Texto de origem:
Os jovens usam o trajeto como de hábito. Dedos acelerados castigam as teclas, ansiedade para falar em código e combinar o que fazer. Endereço definido, data marcada, causas diluídas entre desejos e queixas.
Na rua, é fácil localizar os pares. Nomes e origens não representam nada. A aparência e a motivação flexível os unem. Há um inimigo comum: os símbolos que ostentam o que eles não podem ter, o que adorariam conseguir ou o respeito com quem já obteve.
No mundo historicamente separado por muros, estar junto sempre provoca reações negativas. Sacode o modelo mecânico, chacoalha as posições de sempre. O terremoto fica mais evidente quando se percebe que vivemos em tempos de isolamento. Ironicamente, os equipamentos que separam viram as armas da união física paliativa.

Exercício A: Transcreva do texto de origem o trecho que começa nas palavras "Na rua, é fácil" e termina depois das palavras "quem já obteve.".
Exercício B:
Diga se cada afirmação abaixo está de acordo com o texto de origem. Responda sim ou não e cite as palavras do texto que decidem a questão.
(i) Os jovens se unem por terem nomes e origens em comum.
(ii) Em um mundo historicamente separado por muros, estar junto sempre provoca reações negativas.
(iii) Os equipamentos que separam se tornam armas da união física.

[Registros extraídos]
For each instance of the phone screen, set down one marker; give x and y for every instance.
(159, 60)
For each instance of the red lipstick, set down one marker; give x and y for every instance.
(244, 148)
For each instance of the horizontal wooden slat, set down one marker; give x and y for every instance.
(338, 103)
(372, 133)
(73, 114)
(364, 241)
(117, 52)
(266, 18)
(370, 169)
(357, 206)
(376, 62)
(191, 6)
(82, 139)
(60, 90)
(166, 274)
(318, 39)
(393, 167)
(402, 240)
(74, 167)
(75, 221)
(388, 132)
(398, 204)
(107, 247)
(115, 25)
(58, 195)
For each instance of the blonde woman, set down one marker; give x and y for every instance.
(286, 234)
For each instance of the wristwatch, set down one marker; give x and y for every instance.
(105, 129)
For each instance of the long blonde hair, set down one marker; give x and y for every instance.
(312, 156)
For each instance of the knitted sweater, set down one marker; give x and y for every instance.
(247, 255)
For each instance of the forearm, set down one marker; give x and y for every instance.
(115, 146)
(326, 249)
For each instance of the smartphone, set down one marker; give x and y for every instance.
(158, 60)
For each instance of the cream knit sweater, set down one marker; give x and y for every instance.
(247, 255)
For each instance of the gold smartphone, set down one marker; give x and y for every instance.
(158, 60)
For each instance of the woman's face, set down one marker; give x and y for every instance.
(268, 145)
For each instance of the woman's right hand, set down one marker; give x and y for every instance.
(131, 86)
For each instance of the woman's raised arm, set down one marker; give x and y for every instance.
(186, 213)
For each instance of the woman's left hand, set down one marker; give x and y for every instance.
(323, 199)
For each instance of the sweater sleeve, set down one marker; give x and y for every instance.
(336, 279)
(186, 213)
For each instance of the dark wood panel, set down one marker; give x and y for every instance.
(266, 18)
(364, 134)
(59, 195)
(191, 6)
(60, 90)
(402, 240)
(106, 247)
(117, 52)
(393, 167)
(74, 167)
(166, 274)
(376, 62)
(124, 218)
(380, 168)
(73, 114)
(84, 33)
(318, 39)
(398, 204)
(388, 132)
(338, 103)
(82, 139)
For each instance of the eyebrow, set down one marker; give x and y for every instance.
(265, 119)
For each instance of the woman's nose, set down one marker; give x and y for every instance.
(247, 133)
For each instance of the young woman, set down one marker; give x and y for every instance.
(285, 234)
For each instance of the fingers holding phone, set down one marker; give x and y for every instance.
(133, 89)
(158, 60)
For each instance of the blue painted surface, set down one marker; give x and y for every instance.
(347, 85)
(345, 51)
* * *
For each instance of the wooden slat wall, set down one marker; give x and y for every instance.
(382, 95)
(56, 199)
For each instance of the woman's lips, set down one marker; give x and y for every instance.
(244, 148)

Resposta esperada A:
Na rua, é fácil localizar os pares. Nomes e origens não representam nada. A aparência e a motivação flexível os unem. Há um inimigo comum: os símbolos que ostentam o que eles não podem ter, o que adorariam conseguir ou o respeito com quem já obteve.

Resposta esperada B:
(i) Não: "Nomes e origens não representam nada."
(ii) Sim: "No mundo historicamente separado por muros, estar junto sempre provoca reações negativas."
(iii) Sim: "os equipamentos que separam viram as armas da união física paliativa."